Required task:
Please list the spans of time that the opening sentence of the Trump presidency passage below gives for how much longer his tenure may last.

[Peace-discuss] Bacevich on Trump

David Green davidgreen50 at gmail.com
Thu Sep 13 14:22:59 UTC 2018


*- www.counterpunch.org <http://www.counterpunch.org>
- https://www.counterpunch.org <https://www.counterpunch.org> -*Trump in
the Rearview MirrorPosted By Andrew Bacevich On September 13, 2018 @ 1:53
am In articles 2015 | Comments Disabled
<https://www.counterpunch.org/2018/09/13/trump-in-the-rearview-mirror/print/#comments_controls>

Donald Trump’s tenure as the 45th U.S. president may last another few
weeks, another year, or another 16 months.  However unsettling the
prospect, the leaky vessel that is the S.S. Trump might even manage to stay
afloat for a second term.  Nonetheless, recent headline-making revelations
suggest that, like some derelict ship that’s gone aground, the Trump
presidency may already have effectively run its course. What, then, does
this bizarre episode in American history signify?

Supplied data:
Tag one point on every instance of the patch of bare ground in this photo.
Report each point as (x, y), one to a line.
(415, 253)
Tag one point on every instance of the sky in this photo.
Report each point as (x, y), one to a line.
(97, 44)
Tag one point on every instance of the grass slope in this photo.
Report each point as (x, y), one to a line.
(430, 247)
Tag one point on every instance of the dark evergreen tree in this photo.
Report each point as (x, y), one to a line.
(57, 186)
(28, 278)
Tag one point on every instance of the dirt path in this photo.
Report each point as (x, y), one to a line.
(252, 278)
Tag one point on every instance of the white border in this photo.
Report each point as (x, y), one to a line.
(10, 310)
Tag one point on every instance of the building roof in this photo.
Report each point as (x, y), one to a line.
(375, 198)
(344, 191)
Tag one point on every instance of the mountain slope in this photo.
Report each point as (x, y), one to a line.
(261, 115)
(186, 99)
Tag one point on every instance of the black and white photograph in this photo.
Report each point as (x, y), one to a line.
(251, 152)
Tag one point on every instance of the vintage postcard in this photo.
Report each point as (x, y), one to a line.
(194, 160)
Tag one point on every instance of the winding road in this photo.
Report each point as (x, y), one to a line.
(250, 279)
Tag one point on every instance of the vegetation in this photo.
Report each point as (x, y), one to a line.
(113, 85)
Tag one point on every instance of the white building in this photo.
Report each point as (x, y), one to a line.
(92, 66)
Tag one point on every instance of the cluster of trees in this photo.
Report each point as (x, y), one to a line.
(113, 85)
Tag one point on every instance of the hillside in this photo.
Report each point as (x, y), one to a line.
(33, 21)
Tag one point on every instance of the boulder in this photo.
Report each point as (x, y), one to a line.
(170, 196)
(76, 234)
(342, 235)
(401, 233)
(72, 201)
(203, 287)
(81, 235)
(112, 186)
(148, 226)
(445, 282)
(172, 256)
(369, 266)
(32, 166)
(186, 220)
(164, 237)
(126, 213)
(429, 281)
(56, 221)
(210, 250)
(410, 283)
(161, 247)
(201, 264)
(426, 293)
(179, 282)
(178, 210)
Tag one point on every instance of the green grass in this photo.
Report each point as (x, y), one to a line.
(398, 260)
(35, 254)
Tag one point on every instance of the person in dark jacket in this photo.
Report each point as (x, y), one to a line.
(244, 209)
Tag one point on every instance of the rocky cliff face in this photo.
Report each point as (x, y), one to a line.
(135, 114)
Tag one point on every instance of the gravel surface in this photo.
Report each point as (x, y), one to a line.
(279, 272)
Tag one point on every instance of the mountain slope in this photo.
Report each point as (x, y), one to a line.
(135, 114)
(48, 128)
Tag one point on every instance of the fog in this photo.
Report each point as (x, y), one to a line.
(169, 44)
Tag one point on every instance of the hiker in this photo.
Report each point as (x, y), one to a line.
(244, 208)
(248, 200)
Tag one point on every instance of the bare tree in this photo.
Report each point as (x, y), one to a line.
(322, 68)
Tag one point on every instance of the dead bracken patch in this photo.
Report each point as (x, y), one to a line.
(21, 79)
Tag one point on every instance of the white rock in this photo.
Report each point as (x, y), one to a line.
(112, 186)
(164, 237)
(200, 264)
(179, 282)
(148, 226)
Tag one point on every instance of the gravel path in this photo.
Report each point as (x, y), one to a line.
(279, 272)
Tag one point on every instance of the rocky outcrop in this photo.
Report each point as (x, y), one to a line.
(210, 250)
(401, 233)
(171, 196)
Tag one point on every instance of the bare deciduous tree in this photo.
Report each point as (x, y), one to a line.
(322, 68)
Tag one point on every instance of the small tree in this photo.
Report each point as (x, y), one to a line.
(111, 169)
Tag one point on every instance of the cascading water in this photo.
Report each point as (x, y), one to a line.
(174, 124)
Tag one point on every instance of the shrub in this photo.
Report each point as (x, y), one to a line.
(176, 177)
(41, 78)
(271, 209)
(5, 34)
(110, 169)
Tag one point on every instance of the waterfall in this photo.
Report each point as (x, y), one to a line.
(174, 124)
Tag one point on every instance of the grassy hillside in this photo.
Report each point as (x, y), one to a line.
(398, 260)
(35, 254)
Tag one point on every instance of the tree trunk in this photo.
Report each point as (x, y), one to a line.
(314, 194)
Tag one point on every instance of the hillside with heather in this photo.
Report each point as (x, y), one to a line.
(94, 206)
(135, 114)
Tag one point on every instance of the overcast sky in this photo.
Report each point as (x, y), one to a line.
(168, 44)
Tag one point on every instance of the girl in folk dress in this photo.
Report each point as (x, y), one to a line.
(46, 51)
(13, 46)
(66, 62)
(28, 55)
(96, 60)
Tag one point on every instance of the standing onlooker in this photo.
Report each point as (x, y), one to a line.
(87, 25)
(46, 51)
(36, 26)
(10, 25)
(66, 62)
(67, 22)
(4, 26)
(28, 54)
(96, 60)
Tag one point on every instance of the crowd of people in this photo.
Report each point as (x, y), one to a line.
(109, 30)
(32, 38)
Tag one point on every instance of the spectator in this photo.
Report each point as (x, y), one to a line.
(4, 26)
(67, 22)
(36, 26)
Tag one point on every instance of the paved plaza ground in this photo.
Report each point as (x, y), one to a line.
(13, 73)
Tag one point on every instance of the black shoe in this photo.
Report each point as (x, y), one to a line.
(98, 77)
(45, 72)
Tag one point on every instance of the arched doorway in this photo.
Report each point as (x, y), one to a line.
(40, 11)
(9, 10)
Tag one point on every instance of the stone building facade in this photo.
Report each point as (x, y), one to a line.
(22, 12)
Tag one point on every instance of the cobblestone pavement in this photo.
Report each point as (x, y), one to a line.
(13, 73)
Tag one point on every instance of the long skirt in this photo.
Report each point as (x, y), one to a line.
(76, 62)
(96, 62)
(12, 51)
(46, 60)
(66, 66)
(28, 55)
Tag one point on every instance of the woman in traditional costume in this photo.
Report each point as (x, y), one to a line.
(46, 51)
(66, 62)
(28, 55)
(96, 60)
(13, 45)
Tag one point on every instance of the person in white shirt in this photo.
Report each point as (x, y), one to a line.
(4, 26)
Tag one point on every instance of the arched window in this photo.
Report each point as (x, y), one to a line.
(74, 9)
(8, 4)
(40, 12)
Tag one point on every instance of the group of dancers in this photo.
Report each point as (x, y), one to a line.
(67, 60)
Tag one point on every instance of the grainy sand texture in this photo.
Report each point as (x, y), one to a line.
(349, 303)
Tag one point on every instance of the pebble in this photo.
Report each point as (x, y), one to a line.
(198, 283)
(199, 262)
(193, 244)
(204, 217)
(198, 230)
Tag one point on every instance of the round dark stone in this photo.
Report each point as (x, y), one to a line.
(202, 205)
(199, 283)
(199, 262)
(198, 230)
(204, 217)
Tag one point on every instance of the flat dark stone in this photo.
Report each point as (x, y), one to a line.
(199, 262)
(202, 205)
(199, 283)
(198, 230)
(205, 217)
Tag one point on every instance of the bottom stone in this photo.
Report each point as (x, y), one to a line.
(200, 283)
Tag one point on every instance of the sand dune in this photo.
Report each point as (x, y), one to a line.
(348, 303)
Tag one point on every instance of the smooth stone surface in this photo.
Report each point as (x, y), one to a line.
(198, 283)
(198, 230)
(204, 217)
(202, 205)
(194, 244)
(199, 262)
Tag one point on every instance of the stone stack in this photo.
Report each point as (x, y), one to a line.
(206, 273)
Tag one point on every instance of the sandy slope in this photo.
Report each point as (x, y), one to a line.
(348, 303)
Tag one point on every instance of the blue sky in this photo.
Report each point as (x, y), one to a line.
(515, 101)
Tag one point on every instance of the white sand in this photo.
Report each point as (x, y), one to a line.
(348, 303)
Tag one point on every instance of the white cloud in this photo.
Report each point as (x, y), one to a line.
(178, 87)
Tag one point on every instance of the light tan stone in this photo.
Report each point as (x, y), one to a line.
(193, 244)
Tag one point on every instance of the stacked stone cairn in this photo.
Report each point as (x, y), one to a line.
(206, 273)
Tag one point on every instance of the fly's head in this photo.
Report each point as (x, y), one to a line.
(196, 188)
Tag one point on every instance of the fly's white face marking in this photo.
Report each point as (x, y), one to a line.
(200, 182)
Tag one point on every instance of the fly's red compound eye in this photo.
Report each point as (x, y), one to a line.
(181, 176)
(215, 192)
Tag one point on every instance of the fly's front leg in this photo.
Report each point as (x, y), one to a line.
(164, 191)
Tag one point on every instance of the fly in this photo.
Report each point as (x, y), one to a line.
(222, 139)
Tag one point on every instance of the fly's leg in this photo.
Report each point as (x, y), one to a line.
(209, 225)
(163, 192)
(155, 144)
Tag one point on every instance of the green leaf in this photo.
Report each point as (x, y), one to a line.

Correct answer:
- another few weeks
- another year
- another 16 months